KERUSUHAN MEI 1998 DAN RIVALITAS POLITIK ANTARA WIRANTO DAN PRABOWO

 

KERUSUHAN MEI 1998 DAN RIVALITAS POLITIK ANTARA WIRANTO DAN PRABOWO

 

KERUSUHAN MEI

Kerusuhan Mei 1998 menimbulkan kehancuran ekonomi yang beberapa bulan sebelumnya memang sudan mengalami kekacauan. Kerusuhan Mei 1998 yang terjadi di beberapa daerah di Indonesia tersebut telah menimbulkan korban ratusan jiwa dan harta benda.

Aksi-aksi kekerasan massa, pembakaran, perusakan, hingga tindakan asusila telah menimbulkan kepedihan dan luka yang mendalam bagi bangsa Indonesia. Kerusuhan Mei 1998 dengan demikian telah mencoreng wajah Indonesia di mata dunia internasional. Citra bangsa Indonesai sebelumnya yang dikenal ramah dan santun spontan berubah. Masyarakat Indonesai meliaht Indonesai dengan pandangan yang sinis dan prihatin.

Kerusuhan Mei adalah peristiwa kerusuhan massa yang terjadi pada 13-15 Mei 1998 di Jakarta. Peristiwa serupa terjadi di Palembang pada tanggal 13 mei dan di Solo dan sekitarnya pada 14-15 Mei.

Jumlah korban  yang tercatat bervariasi. Menurut laporan seorang pastor Yesuit, Sandyawan Sumardji Sj jumlah korban dari peristiwa tersebut sekitar 499 orang tewas. Ada juga laporan yang menyebutkan jumlah korban tewas berjumlah  293 orang. Laporan lain yang lebih ekstrim bahkan menyebutkan angka 1188 orang.

Kerusuhan Mei 1998 bukanlah peristiwa yang terpisah dari rangkaian kejadian sebelumnya,serta berbagai dampak setelahnya. Dengan kata lain kerusuhan tersebut merupakan sebagian dari seluruh proses-proses longitudinal sosial, politik, dan ekonomi yang kompleks.

> PETUNJUK LATIHAN:
[1] Menurut teks tentang Kerusuhan Mei 1998, pada tanggal berapa kerusuhan massa terjadi di Jakarta?
[2] Teruskan teks tentang Kerusuhan Mei 1998 mulai dari sesudah kalimat terakhirnya.

> BAHAN YANG DISEDIAKAN:
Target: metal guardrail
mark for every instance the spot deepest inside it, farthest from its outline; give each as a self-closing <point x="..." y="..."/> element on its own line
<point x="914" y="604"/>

> HASIL AKHIR:
[1] 13–15 Mei 1998.

[2]
Kerusuhan Mei 1998 memiliki  sejumlah dimensi, seperti :

-dimensi politik ; yaitu merupakan akumulasi dari kesenjangan dan ketimpangan sosial yang berujung kepada meluasnya kekecewaan terhadap struktur politik yang ada

-dimensi ekonomi ; yaitu terjadinya kemunduran ekonomi yang diawali oleh kegagalan penganangan krisis moneter dan krisis ekonomi

-dimensi kultural ; yaitu adanya budaya amuk yang berupaya menjadikan kekerasan sebagai solusi untuk penyelesaian permasalahan

-dimensi sosial ; yaitu adanya nuansa rasial dalam kerusuhan yang ditandai oleh adanya aksi pembakaran dan penjarahan terhadap toko-toko milik warga keturunan

Peristiwa Kerusuhan Mei merupakan sebuah episode yang menutup sejarah Orde Baru. Peristiwa tersebut telah menambah beban rakyat dan pemerintah yang sudah sejak awal tahun 1997 dilanda krisis moneter yang berkepanjangan.

Kerusuhan Mei tahun 1998 merupakan salah satu tergedi dalam sejarah Indonesia modern. Kerusuhan tersebut menimbulkan kerugian yang sangat besar. Kerugian akibat kerusuhan Mei 1998 ditaksir jauh lebih buruk dibandingkan dengan kerusuhan MALAPETAKAA 15 Januari 1974 silam.

 Kerugian yang ditimbulkan oleh kerusuhan tersebut antara lain mencapai Rp.2,5 Trilyun / sekitar 250 juta dolar AS. 2479 toko mengalami kerusakan atau hancur, 1026 rumah, 1604 toko, 383 kantor swasta, 65 perkantoran bank, 45 bengkel, 40 pusat  perbelanjaan, 13 pasar, 12 hotel, 24 restoran, 11 taman, 9 pompa bensin, 11 pos polisi,1119 mobil, 821 sepeda motor, 8 bus, 486 lampu lalu lintas rusak. Informasi mengenai kerusakan tersebu disampaikan oleh Menteri Koordinator Ekonomi dan Keuangan Ginandjar Kartasasmita.

Adapun wilayah yang mengalami kerusuhan  di Jakarta antara lain kawasan Kyai Tapa, Gajah Mada, Daan Mogot,Latumenten, Pesing, Cengkareng, Kebon Jeruk, Kalideres, dan  Grogol.

Tersangka yang ditangkap karena melakukan penjarahan sekitr 1000 oran. Mereka adaah pelaku lapangan yang tertangkap oleh aparat keamanan, akan tetapi mereka yang disinyalir sebagai aktor intelektual dalam kerusuhan tersebut tetap menjadi misteri.

Pemerintah Orde Baru yang semenjak  beberapa bulan terakhir sudah terhuyung-huyung akibat badai krisis ekonomi yang sangat memukul harus menerima beban baru. Kerusuhan tersebut menurut Soeharto sendiri telah meluluhlantakkan perekonomian yang sudah susah payah dibangun semenjak tiga puluh tahun terakhir.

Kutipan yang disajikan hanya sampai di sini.